[Entries taken from a collection]
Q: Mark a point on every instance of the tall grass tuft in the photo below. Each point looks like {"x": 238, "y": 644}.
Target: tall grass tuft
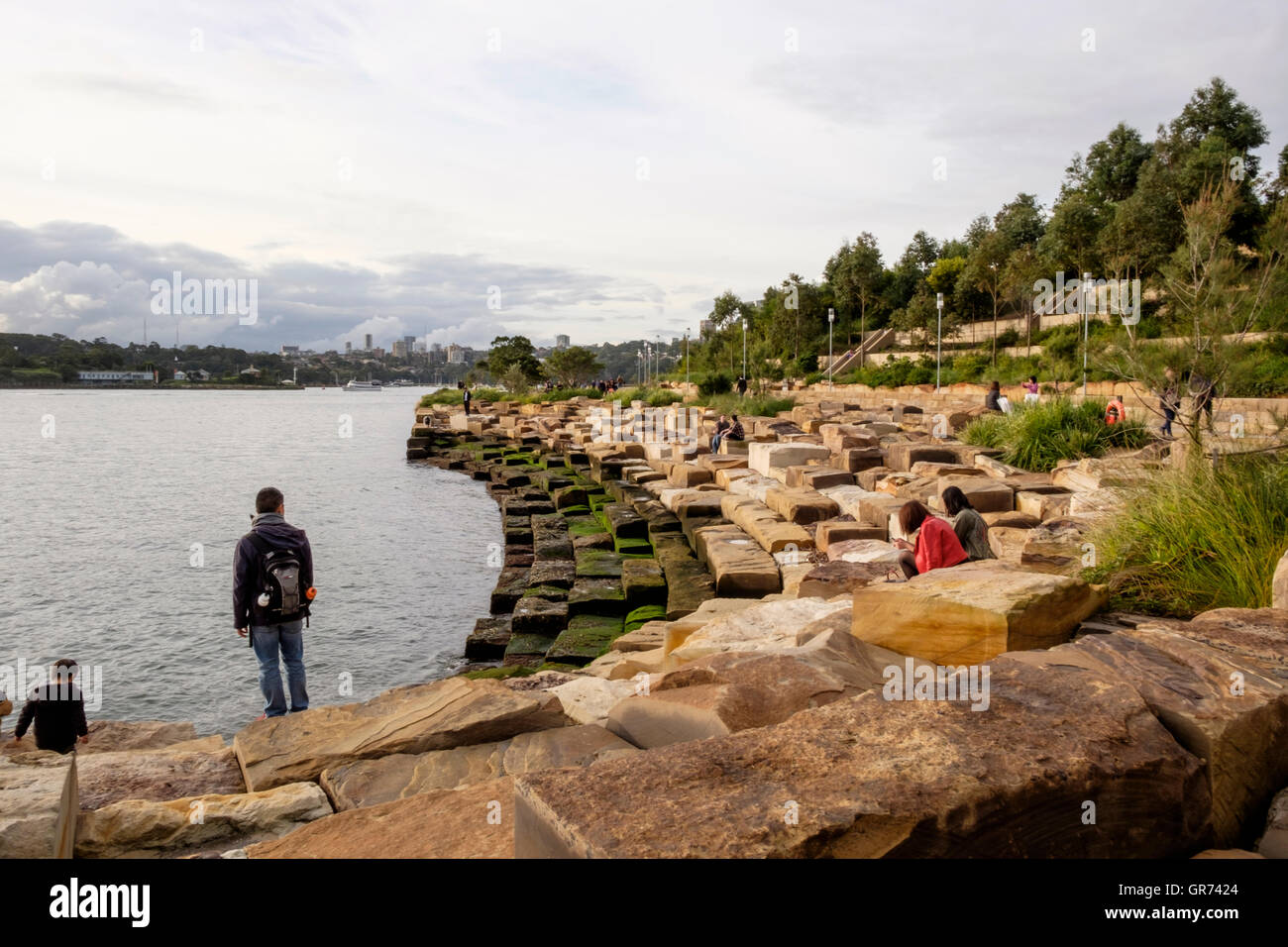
{"x": 1198, "y": 539}
{"x": 1037, "y": 437}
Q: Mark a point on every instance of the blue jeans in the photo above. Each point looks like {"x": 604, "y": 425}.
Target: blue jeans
{"x": 267, "y": 639}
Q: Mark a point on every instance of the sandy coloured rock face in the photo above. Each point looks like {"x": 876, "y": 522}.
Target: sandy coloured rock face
{"x": 763, "y": 626}
{"x": 1224, "y": 709}
{"x": 156, "y": 776}
{"x": 970, "y": 613}
{"x": 872, "y": 777}
{"x": 373, "y": 783}
{"x": 138, "y": 827}
{"x": 475, "y": 822}
{"x": 38, "y": 804}
{"x": 438, "y": 715}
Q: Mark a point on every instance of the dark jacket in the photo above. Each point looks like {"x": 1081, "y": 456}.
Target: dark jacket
{"x": 248, "y": 574}
{"x": 58, "y": 711}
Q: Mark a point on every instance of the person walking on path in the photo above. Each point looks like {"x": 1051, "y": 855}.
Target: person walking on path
{"x": 56, "y": 710}
{"x": 970, "y": 527}
{"x": 721, "y": 427}
{"x": 1168, "y": 402}
{"x": 271, "y": 589}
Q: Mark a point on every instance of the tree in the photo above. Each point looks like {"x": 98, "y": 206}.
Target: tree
{"x": 574, "y": 367}
{"x": 855, "y": 273}
{"x": 511, "y": 351}
{"x": 984, "y": 270}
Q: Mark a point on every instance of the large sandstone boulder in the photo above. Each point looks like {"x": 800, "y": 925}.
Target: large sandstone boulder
{"x": 138, "y": 827}
{"x": 1279, "y": 586}
{"x": 407, "y": 719}
{"x": 38, "y": 805}
{"x": 764, "y": 626}
{"x": 156, "y": 776}
{"x": 473, "y": 822}
{"x": 737, "y": 564}
{"x": 372, "y": 783}
{"x": 1225, "y": 710}
{"x": 876, "y": 777}
{"x": 970, "y": 613}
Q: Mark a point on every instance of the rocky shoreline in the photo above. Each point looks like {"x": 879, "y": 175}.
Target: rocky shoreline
{"x": 696, "y": 655}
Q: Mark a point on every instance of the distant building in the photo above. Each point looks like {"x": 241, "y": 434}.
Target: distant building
{"x": 107, "y": 377}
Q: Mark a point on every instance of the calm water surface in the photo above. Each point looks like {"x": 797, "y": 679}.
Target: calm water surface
{"x": 117, "y": 532}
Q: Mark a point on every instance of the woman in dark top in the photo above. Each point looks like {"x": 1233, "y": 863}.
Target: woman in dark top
{"x": 991, "y": 399}
{"x": 970, "y": 527}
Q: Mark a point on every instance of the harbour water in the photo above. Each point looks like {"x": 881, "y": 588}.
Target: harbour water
{"x": 120, "y": 512}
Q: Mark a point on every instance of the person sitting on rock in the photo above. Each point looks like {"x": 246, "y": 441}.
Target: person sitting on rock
{"x": 991, "y": 399}
{"x": 721, "y": 427}
{"x": 931, "y": 544}
{"x": 58, "y": 711}
{"x": 970, "y": 527}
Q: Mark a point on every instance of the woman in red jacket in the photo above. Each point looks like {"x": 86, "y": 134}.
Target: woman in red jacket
{"x": 932, "y": 543}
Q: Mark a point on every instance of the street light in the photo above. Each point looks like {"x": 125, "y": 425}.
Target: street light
{"x": 686, "y": 361}
{"x": 939, "y": 337}
{"x": 745, "y": 347}
{"x": 1086, "y": 331}
{"x": 831, "y": 318}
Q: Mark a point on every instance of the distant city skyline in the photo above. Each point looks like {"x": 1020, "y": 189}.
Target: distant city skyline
{"x": 459, "y": 172}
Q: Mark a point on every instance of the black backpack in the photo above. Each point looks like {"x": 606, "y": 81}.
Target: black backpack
{"x": 279, "y": 579}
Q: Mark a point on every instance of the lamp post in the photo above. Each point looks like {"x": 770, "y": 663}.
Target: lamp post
{"x": 745, "y": 347}
{"x": 831, "y": 318}
{"x": 686, "y": 361}
{"x": 939, "y": 337}
{"x": 1086, "y": 329}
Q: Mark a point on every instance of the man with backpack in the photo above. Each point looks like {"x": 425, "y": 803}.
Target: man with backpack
{"x": 271, "y": 590}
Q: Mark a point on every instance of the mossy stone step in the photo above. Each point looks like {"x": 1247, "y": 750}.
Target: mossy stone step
{"x": 587, "y": 638}
{"x": 596, "y": 596}
{"x": 638, "y": 617}
{"x": 643, "y": 582}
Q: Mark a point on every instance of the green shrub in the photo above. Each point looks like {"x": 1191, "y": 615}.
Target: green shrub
{"x": 1197, "y": 539}
{"x": 1035, "y": 437}
{"x": 715, "y": 382}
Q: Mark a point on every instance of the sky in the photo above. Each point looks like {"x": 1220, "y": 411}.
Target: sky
{"x": 463, "y": 170}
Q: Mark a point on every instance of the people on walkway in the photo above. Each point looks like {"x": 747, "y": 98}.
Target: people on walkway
{"x": 970, "y": 527}
{"x": 271, "y": 590}
{"x": 1168, "y": 402}
{"x": 721, "y": 427}
{"x": 931, "y": 543}
{"x": 1202, "y": 388}
{"x": 992, "y": 401}
{"x": 56, "y": 709}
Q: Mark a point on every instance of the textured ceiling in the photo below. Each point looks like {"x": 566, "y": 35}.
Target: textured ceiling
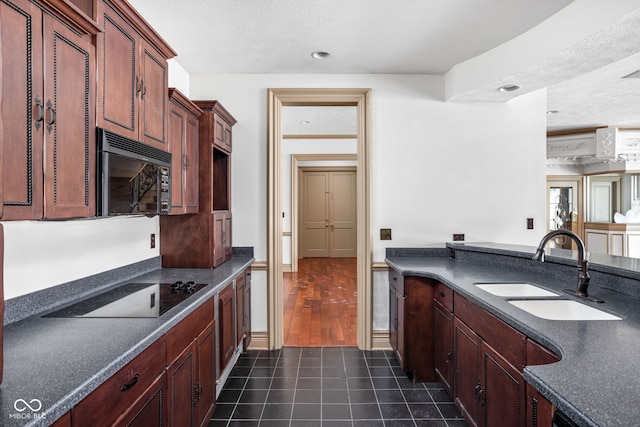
{"x": 410, "y": 37}
{"x": 363, "y": 36}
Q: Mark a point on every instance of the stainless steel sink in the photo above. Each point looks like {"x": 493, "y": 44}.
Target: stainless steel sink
{"x": 562, "y": 309}
{"x": 516, "y": 290}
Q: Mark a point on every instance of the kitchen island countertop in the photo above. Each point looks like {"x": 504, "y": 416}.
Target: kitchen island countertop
{"x": 595, "y": 382}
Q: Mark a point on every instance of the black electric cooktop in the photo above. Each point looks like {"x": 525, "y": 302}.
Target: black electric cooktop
{"x": 132, "y": 300}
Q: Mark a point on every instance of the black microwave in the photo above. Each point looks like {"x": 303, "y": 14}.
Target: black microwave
{"x": 133, "y": 178}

• What to work on
Copy the stretch of the records above that runs from the line with "Target: distant city skyline" through the line with "Q: Mark a point on every instance of the lamp". Both end lines belong in the copy, and nothing else does.

• Task output
Target: distant city skyline
{"x": 459, "y": 172}
Q: Mark a point on every instance of the black backpack in the photo above. Each point looks like {"x": 606, "y": 81}.
Target: black backpack
{"x": 279, "y": 579}
Q: Mark a point on every instance of the lamp post in the photo above. Each point looks like {"x": 770, "y": 663}.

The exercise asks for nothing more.